### WHAT IS REQUIRED
If a line in the entries below includes "find", pick it out and copy it.

(Collected data)

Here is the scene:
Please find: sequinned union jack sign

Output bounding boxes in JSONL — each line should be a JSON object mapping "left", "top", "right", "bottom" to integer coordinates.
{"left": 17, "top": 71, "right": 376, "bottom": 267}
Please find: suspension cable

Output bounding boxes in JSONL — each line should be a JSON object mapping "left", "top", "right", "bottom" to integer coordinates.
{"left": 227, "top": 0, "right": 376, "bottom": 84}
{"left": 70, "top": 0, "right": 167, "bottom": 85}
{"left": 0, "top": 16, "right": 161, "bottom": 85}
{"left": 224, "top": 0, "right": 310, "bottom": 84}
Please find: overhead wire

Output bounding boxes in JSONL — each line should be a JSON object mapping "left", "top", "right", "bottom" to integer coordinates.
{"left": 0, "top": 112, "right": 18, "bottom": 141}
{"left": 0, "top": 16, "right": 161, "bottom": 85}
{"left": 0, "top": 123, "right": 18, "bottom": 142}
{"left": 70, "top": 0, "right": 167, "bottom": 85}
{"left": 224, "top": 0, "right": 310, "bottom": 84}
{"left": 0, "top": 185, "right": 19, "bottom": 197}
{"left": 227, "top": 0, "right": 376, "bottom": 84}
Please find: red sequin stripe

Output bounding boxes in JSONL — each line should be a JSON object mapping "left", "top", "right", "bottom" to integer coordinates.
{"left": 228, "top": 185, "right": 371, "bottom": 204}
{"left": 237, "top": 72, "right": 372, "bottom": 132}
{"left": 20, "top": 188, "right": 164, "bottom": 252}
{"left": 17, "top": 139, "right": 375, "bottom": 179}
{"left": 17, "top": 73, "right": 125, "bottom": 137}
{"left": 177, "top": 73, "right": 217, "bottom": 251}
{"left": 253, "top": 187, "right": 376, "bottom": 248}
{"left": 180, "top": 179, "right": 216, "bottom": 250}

### EXERCISE ANSWER
Please find: sequinned union jack sign
Please find: suspension cable
Please find: overhead wire
Please find: red sequin stripe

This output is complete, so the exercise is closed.